Written problem:
Reproduce all of the rows below, requests included, shifting every bounding-box coordinate in the answers up by 62 and leaving the pictures out.

Supplied records:
======
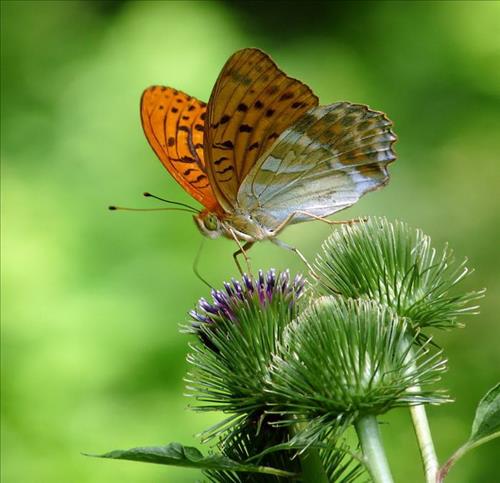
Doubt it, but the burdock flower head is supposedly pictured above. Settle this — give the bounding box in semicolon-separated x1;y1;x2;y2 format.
187;269;305;422
189;269;305;335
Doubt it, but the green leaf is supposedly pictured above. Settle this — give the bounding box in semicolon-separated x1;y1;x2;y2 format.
86;443;295;477
468;383;500;446
437;383;500;482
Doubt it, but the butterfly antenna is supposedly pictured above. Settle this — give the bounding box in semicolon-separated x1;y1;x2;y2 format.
======
Correct answer:
Doubt it, but the burdock flower head is supposedly pictured above. Settle this — give the bounding box in semicolon-separated x1;y1;x2;y2 format.
249;331;367;484
251;331;367;397
Doubt it, but the green leaf is supposedly pictured above. Settle this — give the bounding box in semicolon-separated x1;y1;x2;y2 format.
148;505;357;539
530;445;562;508
499;445;562;544
Doubt it, but the butterfly antenna is supposedly pictured above. Settle this — give the bounding box in semicolon-separated x1;y1;x2;y2 format.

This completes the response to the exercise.